Texto do exercício:
Como todos bem sabemos, a negociação vingou, e Neymar se foi para Paris.
O que não impediu que ele continuasse amigo de vários companheiros da equipe catalã, com os quais convivera por quatro anos, entre eles Messi, Suárez e o próprio Piqué.
O ponto alto da entrevista, pela dramaticidade, é o momento em que Neymar relembra a joelhada nas costas dada por Zúñiga na partida das quartas de final da Copa do Mundo de 2014, contra a Colômbia, no Castelão, em Fortaleza.
Ocorreu a fratura de uma vértebra, e por muito pouco não houve o encerramento prematuro da carreira de Neymar.
Os médicos, relembra ele, deram-lhe a boa notícia assim: “Você poderá andar, porque se fosse dois centímetros para o lado…”.
“Uau!”, exclama Piqué.
Uau mesmo. Neymar teve sorte, assim como o futebol brasileiro. Escapou da paraplegia por dois centímetros.
Isso, entretanto, não é novidade, mas sabido por todos que acompanham futebol, ainda mais se tratando de um acontecimento dessa relevância e no maior evento futebolístico do planeta.
Outras respostas de Neymar ao “jornalista” Piqué me chamaram mais a atenção.
A primeira quando o beque questiona sobre suas memórias acerca das Copas do Mundo.
Neymar cita primeiro 1994, quando ele tinha dois anos e o Brasil de Romário e Bebeto faturou o tetra, nos EUA. “Um gol que o Romário marcou contra a Holanda. Eu me lembro que o Bebeto cruzou e o Romário bateu de primeira, foi um golaço.”
Memória privilegiadíssima. Eu não me lembro de absolutamente nada do que vi, ouvi ou fiz com dois anos de idade. Só sei de meus atos nos primeiros anos de vida pelo que minha mãe contou.
Neymar também fala de 2002, quando ele estava com 10 anos e o Brasil de Ronaldo, Rivaldo e Ronaldinho conquistou o penta. “Eu assisti a todo o torneio e me lembro de tudo, do Ronaldo… O corte de cabelo do Ronaldo era bom. Eu tinha também.”

Dados fornecidos:
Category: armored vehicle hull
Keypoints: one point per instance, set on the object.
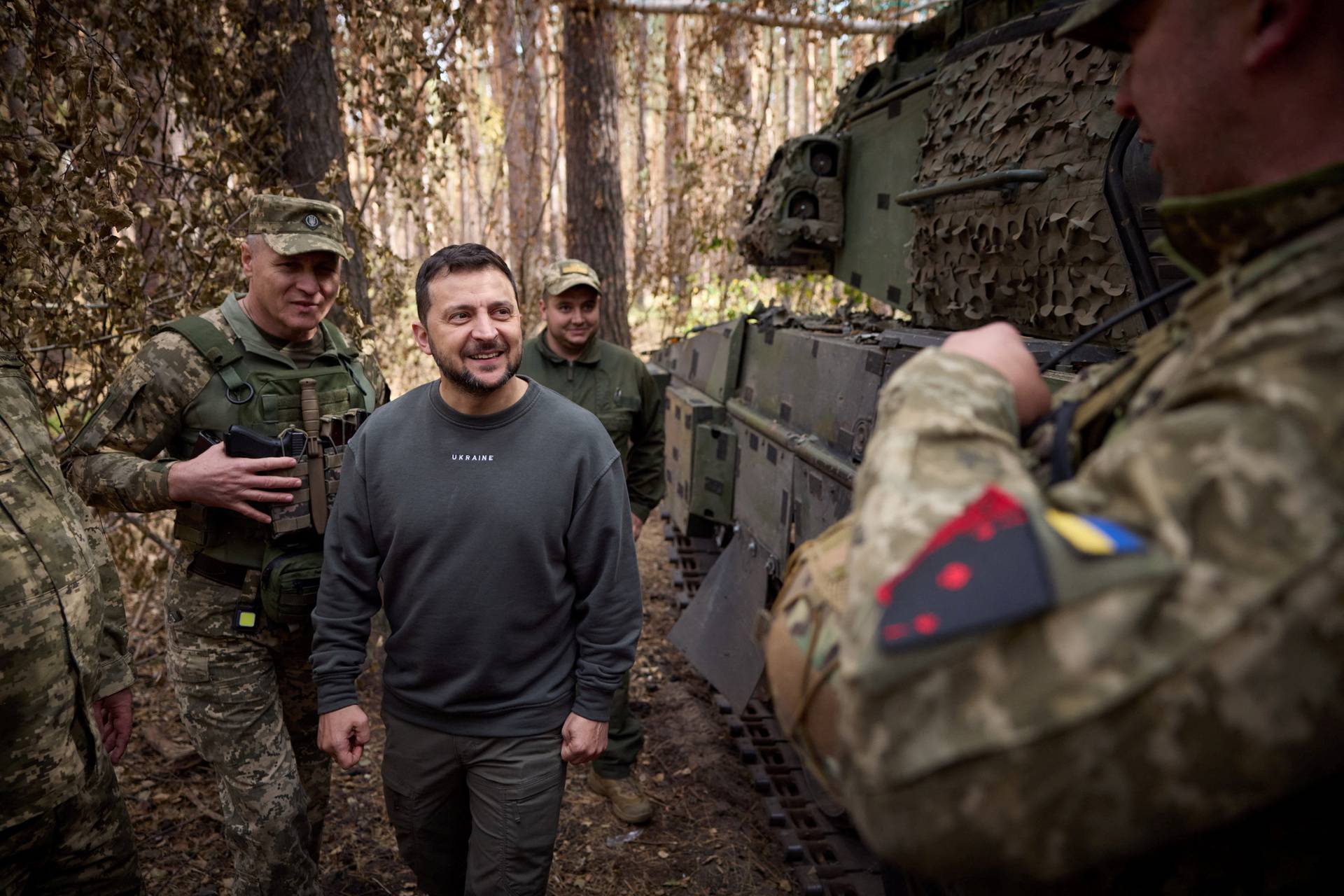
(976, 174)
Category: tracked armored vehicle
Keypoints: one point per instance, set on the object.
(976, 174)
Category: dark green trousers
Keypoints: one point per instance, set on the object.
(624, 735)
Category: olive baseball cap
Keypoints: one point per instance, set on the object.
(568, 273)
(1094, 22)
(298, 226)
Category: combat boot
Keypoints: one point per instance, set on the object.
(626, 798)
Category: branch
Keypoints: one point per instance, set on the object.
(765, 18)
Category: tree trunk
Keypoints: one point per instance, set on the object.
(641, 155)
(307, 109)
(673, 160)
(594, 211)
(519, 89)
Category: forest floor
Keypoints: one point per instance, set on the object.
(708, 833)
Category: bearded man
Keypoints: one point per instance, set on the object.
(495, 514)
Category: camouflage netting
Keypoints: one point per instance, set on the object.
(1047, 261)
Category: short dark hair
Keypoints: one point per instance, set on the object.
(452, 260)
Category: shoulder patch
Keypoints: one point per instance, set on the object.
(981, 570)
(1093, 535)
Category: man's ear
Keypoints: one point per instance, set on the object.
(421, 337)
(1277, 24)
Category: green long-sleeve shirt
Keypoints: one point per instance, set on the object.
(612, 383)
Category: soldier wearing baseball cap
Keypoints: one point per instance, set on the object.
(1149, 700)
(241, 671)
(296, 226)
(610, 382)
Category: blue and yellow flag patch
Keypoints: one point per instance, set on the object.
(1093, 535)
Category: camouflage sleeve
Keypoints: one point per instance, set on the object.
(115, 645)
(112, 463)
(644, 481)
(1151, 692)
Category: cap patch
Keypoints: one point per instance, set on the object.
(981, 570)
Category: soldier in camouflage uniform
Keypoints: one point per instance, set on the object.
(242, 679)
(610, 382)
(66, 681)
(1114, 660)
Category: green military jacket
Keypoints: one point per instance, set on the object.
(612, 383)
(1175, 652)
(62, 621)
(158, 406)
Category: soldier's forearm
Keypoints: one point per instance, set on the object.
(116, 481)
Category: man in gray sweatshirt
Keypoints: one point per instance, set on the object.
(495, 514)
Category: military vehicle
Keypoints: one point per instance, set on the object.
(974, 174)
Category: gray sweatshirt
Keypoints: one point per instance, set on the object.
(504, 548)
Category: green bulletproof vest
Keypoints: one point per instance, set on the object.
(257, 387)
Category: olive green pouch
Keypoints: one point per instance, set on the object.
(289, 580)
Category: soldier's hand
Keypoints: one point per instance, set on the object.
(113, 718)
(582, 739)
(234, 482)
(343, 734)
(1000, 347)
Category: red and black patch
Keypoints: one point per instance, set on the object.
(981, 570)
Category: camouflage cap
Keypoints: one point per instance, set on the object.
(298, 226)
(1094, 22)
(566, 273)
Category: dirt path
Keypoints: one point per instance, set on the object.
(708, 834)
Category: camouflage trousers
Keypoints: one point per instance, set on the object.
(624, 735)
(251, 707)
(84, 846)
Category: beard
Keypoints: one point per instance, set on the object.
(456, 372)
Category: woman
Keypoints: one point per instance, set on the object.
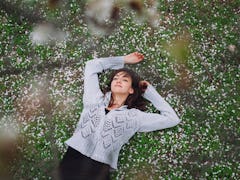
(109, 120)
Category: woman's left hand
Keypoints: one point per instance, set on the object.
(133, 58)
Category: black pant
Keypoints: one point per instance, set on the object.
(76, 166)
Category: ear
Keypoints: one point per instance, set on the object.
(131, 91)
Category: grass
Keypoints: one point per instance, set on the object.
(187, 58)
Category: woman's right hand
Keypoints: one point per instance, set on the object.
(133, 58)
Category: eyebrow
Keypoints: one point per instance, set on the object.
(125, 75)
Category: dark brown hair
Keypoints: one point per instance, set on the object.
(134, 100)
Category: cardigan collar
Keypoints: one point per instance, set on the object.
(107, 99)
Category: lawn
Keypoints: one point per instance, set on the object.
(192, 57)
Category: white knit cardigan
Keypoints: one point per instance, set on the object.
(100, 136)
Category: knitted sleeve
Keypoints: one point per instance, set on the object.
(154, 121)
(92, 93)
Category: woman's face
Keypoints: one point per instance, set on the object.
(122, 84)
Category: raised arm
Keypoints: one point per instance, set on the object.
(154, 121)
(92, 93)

Como resolver: Por favor, prossiga o texto sobre a entrevista de Neymar a Piqué a partir da última frase apresentada. Este material vem de outra fonte.

Resposta do exercício:
Antes da decisão contra a Alemanha, Ronaldo adotou na cabeça o estilo “Cascão”, referência ao personagem da Turma da Mônica. E, com esse visual, marcou os dois gols do jogo.
“Você teve aquele corte de cabelo?”, duvidou Piqué. “Eu adoraria ver isso. Você tem uma foto?”
“Vou procurar. Minha mãe tem, com certeza.”
Oxalá essa foto exista e venha a público. Será um sucesso estrondoso de audiência.
A segunda resposta foi dada à seguinte questão, referente ao Mundial no Brasil, três anos atrás: “Uma palavra para descrever aquela Copa do Mundo?”.
“Uma porcaria!”
À afirmação sucedeu-se uma risada, porém tem alta dose de sinceridade.
Neymar teve a mais séria lesão de sua carreira e, sem ele, a seleção brasileira amargou o pior vexame de sua história, o 7 a 1 para a Alemanha, no Mineirão.
“Prefiro perder de 7 a 1 do que me machucar. Eu estava fora, sem querer ficar de fora.”
Na decisão do terceiro lugar, de quebra, um outro pesadelo, menos pavoroso: Brasil 0 x 3 Holanda.
Não à toa Neymar considera a mais recente Copa uma porcaria. Para ele, em fria análise, foi.
Por isso ele espera com ansiedade a próxima, em junho e julho do próximo ano.
E eis, a respeito do Mundial na Rússia, a terceira resposta que vale menção na entrevista a Piqué.
Pergunta o espanhol: “Você fecha um acordo para a final Espanha 3 x 3 Brasil, incluindo um hat-trick (três gols no mesmo jogo) seu, mas nós ganhamos nos pênaltis?”.
Neymar leva na esportiva, dá risada, mas nega veementemente colocar a glória pessoal, ser “o nome” de uma final de Copa do Mundo, acima do êxito do time canarinho.
“Não, não, não! Eu não quero hat-trick, quero ganhar! Três a três, você faz um hat-trick e nós ganhamos!”, retruca.
É satisfatório ter conhecimento dessa consciência coletiva do hoje disparado melhor jogador brasileiro, principalmente quando é sabido que somente tendo grande destaque individual, e a Copa do Mundo é uma das maiores vitrines de exibição, ele poderá atingir um de seus maiores sonhos: ser escolhido o melhor jogador do mundo.
Pois o Brasil precisará muito de seus gols, porém tanto quanto deles como de suas assistências – hoje são pouquíssimos os que se equivalem ao camisa 10 da seleção nos passes perfeitos para um colega balançar as redes (talvez só De Bruyne, meia belga do Manchester City, seja tão bom garçom).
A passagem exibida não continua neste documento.